# 8 steps to perfect smoky eye makeup



## Shelley (Oct 19, 2007)

Source: canadianliving.com

8 steps to perfect smoky eye makeup

Get expert advice on applying shadow and liner for a sexy look.

The one look my friends always ask me to teach them is the smoky eye. They kind of sneak up to me and shyly ask, as if they are asking me to divulge a secret sex technique. It's amusing that the smoky eye has such a forbidden-fruit quality for some women. It's not only a great nighttime "come-hither" look -- with the right colours it's also a sophisticated daytime option.

*Step 1: Determine the shade of the shadow you should use.* More natural shades (like browns, taupes and greys) will look softer; non-skin tone shades (like greens, blues and plums) will look more apparent on the face. The choice is yours, but if you are a beginner, you might want to stick to medium-browns and taupes as you are learning.

Consider your skin tone -- if your skin is light, choose a lighter version of a shadow colour (like a lighter plum); the deeper your skin, the darker you need to go (like an aubergine). A swatch test on the back of your hand will help you decide the best shade for you.

*Step 2: Choose texture: matte or shimmer.* A light shimmer shadow is much easier to work with, as it will blend more subtly into the skin. Mattes look great, but require a little more skill.

*Step 3: Use the flat end of a small, double-ended shadow brush to apply a base shadow all over the lid area.* Your base shadow should be a neutral, matte shadow that will act as a primer or foundation before you apply the coloured shadow. It will help the colour shadow grab on and stay put, and it will also neutralize your eyelid's natural skin tone so the colour of the shadow on your lid will more closely match its colour in the pan.

*Step 4: Pick up a little of the coloured shadow with the flat end of your double-sided eye shadow brush.* Blend the shadow from the upper lash line up into the crease to open and lift the eye.

> [Exercise instructions]:
**A.** Decide whether each statement agrees with the smoky eye post, answering yes or no and quoting the deciding words: (i) beginners should start with greens and blues; (ii) a light shimmer shadow is easier to work with than a matte one; (iii) the base shadow should be a neutral, matte shadow.
**B.** According to the smoky eye post, what test helps you decide the best shade for you?
The rows that come after the smoky eye post are separate material.

> [Supplied data]:
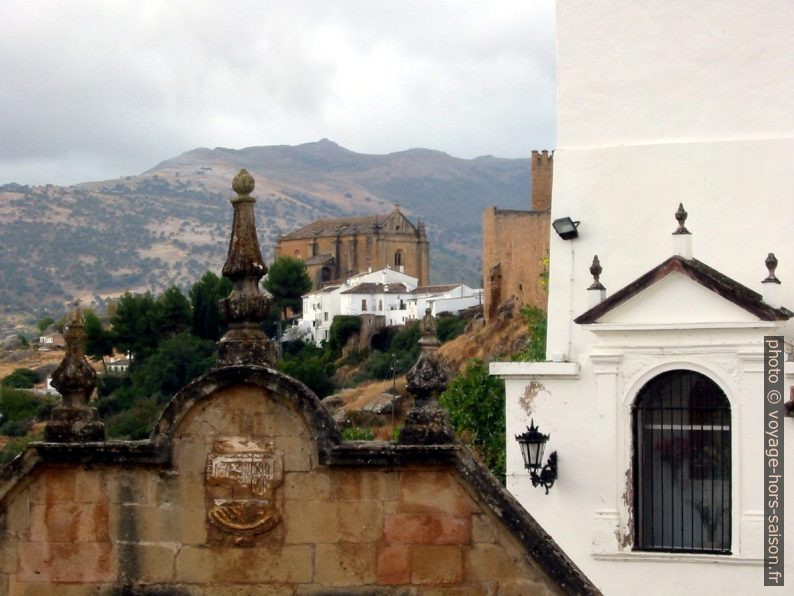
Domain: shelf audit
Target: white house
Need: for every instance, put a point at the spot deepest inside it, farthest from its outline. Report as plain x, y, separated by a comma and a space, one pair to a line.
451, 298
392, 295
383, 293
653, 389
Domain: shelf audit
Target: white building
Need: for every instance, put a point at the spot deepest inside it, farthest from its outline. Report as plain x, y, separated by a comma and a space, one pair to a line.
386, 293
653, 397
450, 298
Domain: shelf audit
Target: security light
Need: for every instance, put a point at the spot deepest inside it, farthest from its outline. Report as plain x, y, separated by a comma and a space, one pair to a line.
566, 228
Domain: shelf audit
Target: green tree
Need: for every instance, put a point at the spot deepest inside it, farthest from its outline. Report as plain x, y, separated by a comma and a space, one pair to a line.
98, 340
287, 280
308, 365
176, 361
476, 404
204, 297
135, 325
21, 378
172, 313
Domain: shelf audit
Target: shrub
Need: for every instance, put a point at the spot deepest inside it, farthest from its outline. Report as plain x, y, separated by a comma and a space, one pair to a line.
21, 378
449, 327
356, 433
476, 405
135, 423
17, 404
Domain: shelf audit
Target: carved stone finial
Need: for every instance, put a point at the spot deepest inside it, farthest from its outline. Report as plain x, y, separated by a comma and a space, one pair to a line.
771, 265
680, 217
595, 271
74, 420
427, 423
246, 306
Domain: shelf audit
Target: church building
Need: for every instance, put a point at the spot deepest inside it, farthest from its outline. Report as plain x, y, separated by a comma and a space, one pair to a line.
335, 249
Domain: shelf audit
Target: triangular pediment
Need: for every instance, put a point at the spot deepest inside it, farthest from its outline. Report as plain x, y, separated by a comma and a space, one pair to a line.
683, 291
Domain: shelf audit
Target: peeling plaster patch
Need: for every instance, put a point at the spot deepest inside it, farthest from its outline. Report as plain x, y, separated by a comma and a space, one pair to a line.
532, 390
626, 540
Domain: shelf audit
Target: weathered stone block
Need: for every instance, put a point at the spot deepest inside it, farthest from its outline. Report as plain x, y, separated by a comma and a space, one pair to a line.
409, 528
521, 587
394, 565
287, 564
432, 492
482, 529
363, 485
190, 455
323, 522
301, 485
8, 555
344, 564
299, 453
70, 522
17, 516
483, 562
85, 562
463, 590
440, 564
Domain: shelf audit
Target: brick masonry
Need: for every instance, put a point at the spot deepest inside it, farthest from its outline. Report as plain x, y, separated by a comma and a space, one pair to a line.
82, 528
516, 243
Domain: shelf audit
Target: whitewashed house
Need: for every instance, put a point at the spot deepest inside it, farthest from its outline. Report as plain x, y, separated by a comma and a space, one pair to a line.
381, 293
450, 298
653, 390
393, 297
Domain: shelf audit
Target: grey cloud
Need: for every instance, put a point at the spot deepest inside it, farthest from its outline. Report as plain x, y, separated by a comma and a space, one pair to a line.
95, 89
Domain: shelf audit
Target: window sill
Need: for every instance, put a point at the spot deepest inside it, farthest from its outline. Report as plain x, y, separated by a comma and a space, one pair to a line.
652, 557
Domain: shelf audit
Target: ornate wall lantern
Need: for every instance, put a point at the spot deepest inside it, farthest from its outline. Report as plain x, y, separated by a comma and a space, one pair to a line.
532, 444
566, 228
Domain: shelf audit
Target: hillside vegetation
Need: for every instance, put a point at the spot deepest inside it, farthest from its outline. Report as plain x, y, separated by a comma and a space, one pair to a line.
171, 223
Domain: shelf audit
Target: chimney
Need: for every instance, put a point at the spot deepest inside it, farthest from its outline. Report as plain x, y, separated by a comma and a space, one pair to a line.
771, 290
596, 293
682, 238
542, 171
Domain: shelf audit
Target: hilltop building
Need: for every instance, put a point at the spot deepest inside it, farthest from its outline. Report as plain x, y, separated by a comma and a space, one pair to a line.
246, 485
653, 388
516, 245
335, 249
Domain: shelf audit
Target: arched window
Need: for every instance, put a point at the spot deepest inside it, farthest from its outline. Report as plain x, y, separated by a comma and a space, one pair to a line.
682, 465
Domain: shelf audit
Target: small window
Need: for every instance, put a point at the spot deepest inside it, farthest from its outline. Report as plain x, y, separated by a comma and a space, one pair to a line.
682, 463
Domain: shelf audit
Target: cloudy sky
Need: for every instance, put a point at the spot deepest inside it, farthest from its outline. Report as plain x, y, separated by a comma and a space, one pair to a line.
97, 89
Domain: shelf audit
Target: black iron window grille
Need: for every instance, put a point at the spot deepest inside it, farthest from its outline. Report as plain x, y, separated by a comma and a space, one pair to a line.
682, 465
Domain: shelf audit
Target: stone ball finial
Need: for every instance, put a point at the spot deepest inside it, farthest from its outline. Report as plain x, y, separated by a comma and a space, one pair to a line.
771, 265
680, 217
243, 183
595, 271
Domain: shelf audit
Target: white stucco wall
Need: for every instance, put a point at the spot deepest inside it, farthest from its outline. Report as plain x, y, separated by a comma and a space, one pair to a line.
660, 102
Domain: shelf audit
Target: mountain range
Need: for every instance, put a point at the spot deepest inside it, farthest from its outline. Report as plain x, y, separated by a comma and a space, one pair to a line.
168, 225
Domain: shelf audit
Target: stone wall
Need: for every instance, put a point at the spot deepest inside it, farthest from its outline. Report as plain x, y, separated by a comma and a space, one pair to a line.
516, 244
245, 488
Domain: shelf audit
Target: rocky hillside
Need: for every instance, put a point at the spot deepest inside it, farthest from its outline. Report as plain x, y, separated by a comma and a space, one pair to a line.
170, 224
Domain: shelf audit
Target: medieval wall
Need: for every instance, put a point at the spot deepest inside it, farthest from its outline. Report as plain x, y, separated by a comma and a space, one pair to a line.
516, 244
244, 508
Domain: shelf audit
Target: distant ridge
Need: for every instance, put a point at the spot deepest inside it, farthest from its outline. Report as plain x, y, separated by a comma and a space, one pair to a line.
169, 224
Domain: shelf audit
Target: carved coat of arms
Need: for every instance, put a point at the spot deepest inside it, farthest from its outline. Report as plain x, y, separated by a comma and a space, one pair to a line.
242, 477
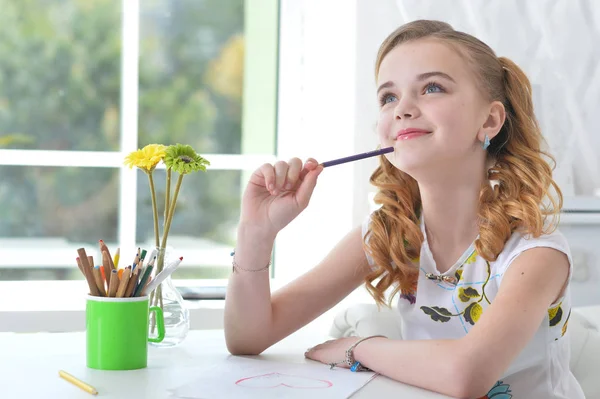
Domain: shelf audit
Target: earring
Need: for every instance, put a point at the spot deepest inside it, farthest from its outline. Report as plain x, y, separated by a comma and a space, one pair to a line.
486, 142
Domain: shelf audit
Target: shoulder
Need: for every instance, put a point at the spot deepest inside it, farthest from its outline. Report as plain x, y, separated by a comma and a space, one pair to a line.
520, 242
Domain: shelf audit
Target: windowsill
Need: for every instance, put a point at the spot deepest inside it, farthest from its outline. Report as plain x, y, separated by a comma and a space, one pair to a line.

> [Solutions per task]:
**A.**
(i) No: "if you are a beginner, you might want to stick to medium-browns and taupes as you are learning."
(ii) Yes: "A light shimmer shadow is much easier to work with, as it will blend more subtly into the skin."
(iii) Yes: "Your base shadow should be a neutral, matte shadow"

**B.** A swatch test on the back of your hand.